# 作業内容
優曇華について述べた本文によると、「優曇華」は別にどのような表記でも言われるか。

# 掲載本文

優曇華とは?その意味について

優曇華とは

道元禅師にまつわる「言葉」のエッセイ。

今回は第⑲弾といたしまして、「優曇華(うどんげ)」についてお送りいたします。

筆者のつたないつぶやきとして、楽しんでいただければ幸いです。

この記事を書いているのは

こんにちは「harusuke」と申します。

2012年駒澤大学卒業後、禅の修行道場で修行経験を積み、現在は都内に暮らしております。

さて、我々は寝て起きると「昨晩食べたもの」がきちんと消化されています。

それではその食べたものを寝ている間に消化してくれたのは果たして「私」でしょうか?

ようこそ、真実を探求するブログ「禅の旅」です。

目次

優曇華とは?

優曇華とは

今回は「優曇華」についてです。「優曇華」または「憂曇華」とも言われます。

今回は前者の「優曇華」としてお伝えしていきます。

みなさんも一度は耳にしたことがあるかと思うこの「優曇華」という言葉。

当時お釈迦様がお弟子さんたちの前で「お花」を拈じられ、「微笑」された「拈華微笑」というお話はあまりにも有名なお話です。

# 項目一覧
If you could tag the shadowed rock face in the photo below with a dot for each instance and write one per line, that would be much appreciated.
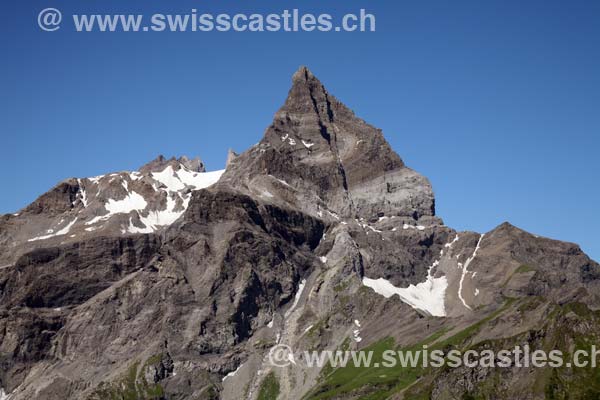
(140, 286)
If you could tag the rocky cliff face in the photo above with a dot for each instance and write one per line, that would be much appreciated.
(174, 283)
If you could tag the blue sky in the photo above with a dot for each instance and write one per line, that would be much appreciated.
(497, 102)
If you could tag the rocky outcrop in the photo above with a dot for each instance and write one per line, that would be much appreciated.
(173, 283)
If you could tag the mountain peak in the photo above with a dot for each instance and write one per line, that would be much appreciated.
(160, 162)
(303, 74)
(332, 158)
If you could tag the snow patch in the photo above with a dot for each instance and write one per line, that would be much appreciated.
(307, 144)
(61, 232)
(297, 298)
(4, 395)
(427, 296)
(465, 270)
(132, 202)
(232, 373)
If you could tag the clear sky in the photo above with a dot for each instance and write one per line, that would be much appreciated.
(497, 102)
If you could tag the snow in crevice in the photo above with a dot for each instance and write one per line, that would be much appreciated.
(82, 194)
(280, 181)
(232, 373)
(356, 336)
(465, 270)
(132, 202)
(307, 144)
(428, 296)
(297, 298)
(173, 183)
(52, 234)
(417, 227)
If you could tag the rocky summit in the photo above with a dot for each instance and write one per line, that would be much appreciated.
(173, 283)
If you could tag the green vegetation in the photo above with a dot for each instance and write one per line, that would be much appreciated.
(132, 386)
(379, 382)
(269, 388)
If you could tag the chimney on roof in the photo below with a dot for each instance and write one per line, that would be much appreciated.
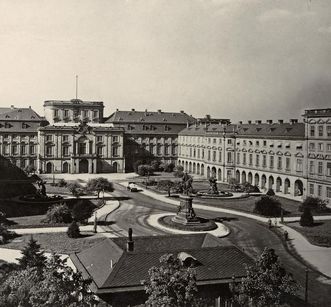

# 回答
「憂曇華」